>> begin AVAILABLE RECORDS
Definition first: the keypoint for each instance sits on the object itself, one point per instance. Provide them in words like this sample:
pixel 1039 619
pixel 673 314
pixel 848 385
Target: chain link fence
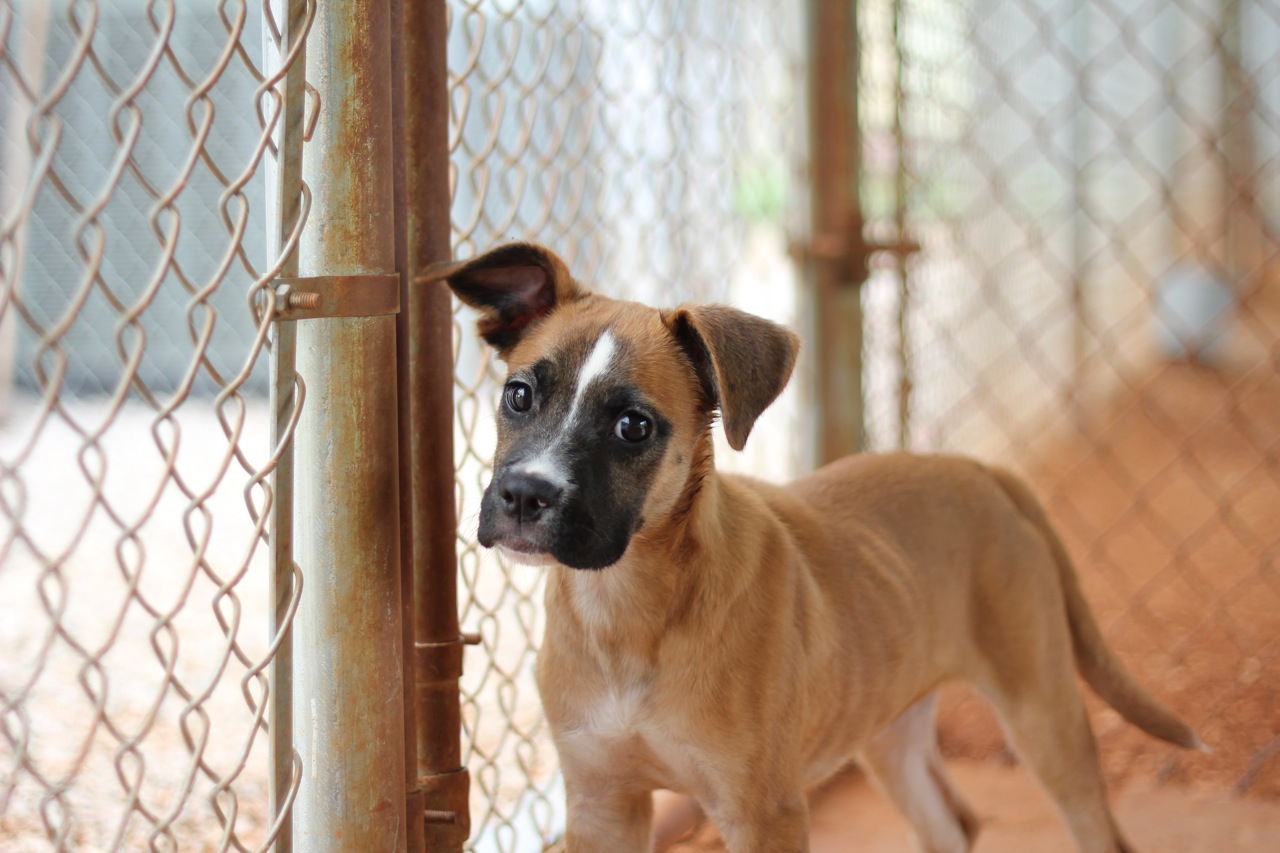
>> end AVAILABLE RECORDS
[WORK REQUIRED]
Pick out every row above that contains the string "pixel" with matching case, and copy each of those rows out in full.

[SOLVED PROBLEM]
pixel 1039 619
pixel 673 314
pixel 848 385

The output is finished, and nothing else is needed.